### WORK REQUIRED
Locate the line containing "Target: yellow building", then please write out that line and all the lines below it in the entries exactly.

* begin INFORMATION GIVEN *

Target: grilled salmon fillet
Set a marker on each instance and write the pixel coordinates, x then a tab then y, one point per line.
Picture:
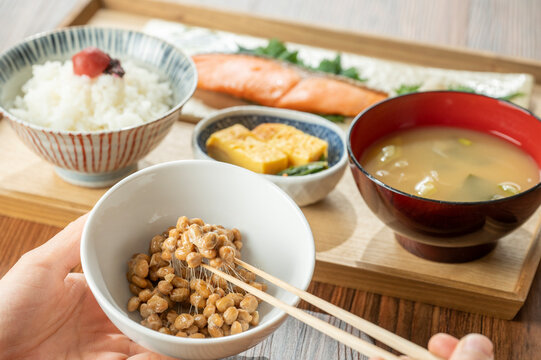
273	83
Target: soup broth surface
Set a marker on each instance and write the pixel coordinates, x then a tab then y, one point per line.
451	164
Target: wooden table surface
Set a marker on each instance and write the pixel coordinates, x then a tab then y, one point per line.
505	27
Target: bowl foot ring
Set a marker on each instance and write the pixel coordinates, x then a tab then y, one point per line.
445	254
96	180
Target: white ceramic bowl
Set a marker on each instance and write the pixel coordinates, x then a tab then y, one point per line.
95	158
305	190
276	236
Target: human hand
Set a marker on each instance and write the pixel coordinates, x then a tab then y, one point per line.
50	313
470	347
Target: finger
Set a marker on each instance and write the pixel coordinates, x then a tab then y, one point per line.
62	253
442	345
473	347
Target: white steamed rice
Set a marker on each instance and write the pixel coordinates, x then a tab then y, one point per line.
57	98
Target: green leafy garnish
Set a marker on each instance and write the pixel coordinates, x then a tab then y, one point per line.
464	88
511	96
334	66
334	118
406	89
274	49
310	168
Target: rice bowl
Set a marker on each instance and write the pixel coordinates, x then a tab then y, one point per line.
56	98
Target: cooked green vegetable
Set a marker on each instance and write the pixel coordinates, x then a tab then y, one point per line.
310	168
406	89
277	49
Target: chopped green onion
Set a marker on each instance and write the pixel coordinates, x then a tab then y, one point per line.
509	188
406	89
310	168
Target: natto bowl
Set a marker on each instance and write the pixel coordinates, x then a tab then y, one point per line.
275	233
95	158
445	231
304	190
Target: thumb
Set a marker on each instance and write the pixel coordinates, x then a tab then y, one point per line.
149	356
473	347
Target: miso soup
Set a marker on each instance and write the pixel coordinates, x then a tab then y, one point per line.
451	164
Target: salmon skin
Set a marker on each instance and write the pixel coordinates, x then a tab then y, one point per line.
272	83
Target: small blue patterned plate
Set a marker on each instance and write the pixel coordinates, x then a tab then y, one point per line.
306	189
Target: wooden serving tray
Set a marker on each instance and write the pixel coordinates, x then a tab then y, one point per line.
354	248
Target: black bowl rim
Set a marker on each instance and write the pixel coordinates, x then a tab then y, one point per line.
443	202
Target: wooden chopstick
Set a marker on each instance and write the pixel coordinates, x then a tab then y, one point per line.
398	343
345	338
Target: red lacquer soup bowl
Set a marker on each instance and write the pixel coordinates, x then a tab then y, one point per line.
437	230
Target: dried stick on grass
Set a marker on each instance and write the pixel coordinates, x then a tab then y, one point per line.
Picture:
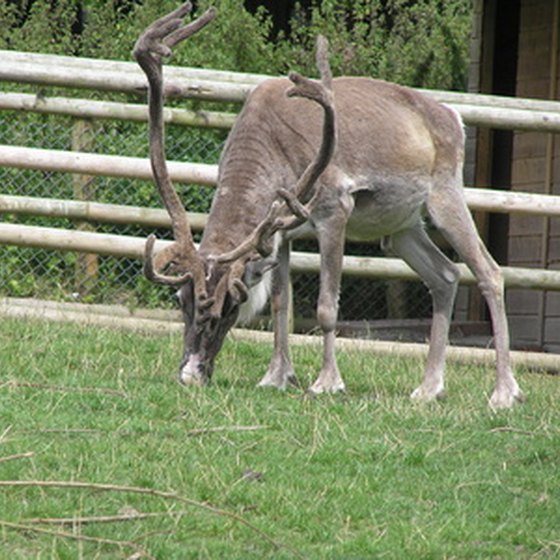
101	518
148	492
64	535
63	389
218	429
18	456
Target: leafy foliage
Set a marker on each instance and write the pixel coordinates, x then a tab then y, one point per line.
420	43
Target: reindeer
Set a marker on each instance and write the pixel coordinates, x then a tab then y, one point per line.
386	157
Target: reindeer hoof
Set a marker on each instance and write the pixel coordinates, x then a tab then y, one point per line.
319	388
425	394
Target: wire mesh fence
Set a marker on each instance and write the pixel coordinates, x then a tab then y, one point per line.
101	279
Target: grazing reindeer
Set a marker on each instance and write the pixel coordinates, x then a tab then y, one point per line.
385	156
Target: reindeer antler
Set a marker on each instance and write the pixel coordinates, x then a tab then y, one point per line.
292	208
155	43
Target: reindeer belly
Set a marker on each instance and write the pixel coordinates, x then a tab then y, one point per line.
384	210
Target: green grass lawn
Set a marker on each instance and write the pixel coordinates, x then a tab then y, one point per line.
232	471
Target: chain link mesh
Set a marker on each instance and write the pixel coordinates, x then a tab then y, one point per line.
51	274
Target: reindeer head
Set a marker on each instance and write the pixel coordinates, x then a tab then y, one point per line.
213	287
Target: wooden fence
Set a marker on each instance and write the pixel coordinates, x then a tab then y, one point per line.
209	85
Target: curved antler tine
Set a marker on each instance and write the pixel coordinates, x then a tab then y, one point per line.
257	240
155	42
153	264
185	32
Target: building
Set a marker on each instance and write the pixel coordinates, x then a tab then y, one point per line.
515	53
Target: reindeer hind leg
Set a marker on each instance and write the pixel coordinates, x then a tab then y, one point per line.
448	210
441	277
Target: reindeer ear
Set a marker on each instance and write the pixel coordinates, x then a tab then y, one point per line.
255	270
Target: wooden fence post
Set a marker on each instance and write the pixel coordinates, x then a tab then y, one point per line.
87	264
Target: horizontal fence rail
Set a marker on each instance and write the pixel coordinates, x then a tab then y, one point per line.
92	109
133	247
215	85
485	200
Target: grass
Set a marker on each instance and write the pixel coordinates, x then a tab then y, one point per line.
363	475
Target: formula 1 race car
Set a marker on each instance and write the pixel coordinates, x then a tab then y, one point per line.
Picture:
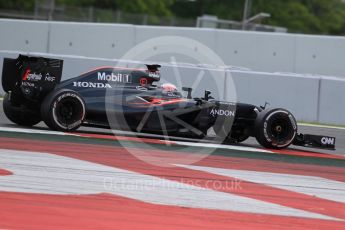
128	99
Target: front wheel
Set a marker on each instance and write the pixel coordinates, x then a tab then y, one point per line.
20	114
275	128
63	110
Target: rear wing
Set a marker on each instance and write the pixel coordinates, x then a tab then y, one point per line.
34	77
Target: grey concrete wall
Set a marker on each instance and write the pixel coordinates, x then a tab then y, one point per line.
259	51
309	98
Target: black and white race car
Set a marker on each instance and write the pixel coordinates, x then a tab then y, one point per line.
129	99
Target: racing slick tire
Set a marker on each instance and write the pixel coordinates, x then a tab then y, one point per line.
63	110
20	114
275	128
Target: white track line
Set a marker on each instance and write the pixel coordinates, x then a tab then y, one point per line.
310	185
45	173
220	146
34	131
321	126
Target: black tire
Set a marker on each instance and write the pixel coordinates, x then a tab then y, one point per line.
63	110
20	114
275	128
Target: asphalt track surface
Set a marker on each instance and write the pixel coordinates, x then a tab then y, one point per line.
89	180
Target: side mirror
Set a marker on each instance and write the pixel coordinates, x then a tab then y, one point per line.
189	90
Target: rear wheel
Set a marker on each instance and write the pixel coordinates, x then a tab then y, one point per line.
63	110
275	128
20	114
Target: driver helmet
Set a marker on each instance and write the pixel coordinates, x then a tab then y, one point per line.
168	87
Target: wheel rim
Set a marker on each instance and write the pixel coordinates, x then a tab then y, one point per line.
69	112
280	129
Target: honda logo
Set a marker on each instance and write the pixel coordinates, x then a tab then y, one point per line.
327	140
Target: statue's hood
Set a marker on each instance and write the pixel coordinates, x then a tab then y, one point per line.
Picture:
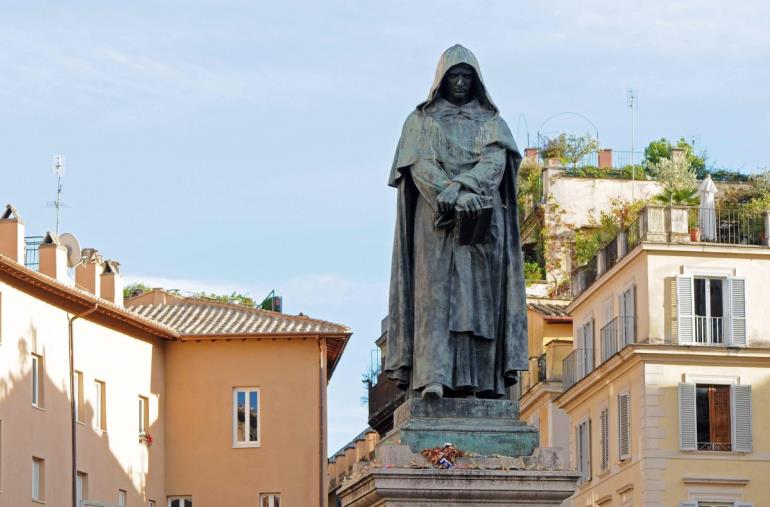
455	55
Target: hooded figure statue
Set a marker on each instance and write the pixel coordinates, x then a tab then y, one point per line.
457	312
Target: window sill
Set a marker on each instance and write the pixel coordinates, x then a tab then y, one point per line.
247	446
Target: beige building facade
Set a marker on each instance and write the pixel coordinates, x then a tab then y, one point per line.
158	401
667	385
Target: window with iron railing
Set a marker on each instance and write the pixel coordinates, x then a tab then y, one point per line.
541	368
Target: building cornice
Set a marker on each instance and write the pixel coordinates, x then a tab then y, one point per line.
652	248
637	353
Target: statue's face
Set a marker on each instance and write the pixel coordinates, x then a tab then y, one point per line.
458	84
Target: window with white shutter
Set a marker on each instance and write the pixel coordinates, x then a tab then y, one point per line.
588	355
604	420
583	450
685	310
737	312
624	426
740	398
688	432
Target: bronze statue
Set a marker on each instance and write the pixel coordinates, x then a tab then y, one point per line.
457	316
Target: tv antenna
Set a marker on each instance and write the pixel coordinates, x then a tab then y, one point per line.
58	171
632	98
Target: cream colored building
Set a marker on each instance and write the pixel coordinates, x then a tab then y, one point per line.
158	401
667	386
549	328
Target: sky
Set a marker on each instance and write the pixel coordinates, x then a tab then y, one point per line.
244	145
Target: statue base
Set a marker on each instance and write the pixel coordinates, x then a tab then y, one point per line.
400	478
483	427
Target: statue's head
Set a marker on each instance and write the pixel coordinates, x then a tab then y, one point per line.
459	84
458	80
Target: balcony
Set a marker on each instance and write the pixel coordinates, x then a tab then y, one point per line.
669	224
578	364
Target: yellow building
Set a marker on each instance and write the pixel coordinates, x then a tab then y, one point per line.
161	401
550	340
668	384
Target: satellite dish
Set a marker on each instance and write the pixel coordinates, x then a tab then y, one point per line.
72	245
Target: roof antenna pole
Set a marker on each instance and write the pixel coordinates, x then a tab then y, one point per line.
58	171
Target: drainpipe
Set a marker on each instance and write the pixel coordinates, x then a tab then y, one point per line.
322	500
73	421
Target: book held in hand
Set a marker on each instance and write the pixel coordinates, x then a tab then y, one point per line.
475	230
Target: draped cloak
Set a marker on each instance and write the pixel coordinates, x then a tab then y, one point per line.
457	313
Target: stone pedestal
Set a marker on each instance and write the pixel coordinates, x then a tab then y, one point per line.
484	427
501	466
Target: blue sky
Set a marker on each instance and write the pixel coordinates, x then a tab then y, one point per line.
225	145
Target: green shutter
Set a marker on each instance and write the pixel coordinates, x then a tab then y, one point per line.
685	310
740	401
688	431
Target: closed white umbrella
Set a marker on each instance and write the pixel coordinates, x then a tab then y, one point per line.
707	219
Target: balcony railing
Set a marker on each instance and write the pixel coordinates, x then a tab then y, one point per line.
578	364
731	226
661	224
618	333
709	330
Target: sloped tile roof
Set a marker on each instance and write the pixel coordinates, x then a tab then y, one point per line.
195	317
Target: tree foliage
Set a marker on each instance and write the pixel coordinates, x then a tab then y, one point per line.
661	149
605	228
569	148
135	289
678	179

* end INFORMATION GIVEN *

### RESPONSE TO THE EXERCISE
Target: yellow building
Set a marker on each instance and write the pixel coordinates, x then a tab then y, one point per line.
161	401
550	340
668	384
Target: satellite dish
Set a marker on each instance and write the pixel coordinates, x then a tab then y, one point per line.
72	245
Target: roof antenna pole
Set a marker on each instance and write the pixel coordinates, x then a tab then y, one point per line.
58	171
Target: drainpipe
Set a marker on each instance and write the pixel coordinates, x then a tab then y, one point per line.
322	500
73	421
Target: book held in hand
Set a marker on each instance and write the pixel coordinates, x then a tab then y, one point per line.
475	230
Target: draped cloak
Set a marker on each instance and write the pixel coordinates, x then a tab then y, one point per line.
457	313
Target: stone pedestal
Set a marker on each instance and write the pixel coordinates, x then a tab then y, one point per line.
484	427
501	466
Target: blue sky
Set a marker on each instance and write the pixel coordinates, x then a tab then y, one point per line.
225	145
Target: green shutter
Set a marker on each instance and write the pixel coordinates, x then a tab then y, one point per line.
685	310
740	401
688	431
Target: closed white umbrella
Set a marker on each instance and write the pixel coordinates, x then a tab then y, one point per line.
707	219
Target: balcony railing
Set a marker on each instance and write the pixel coordinates, x then a tab then y, one point per line.
578	364
731	226
661	224
618	333
709	330
Target: sloped tile roof
Set a marker on each instance and write the pixel coordinates, x then a tab then y, one point per line.
195	317
Target: tree foliage
Set a marker on each instance and write the pixel coordinates, x then a tab then y, one point per line.
661	149
605	228
569	148
135	289
678	179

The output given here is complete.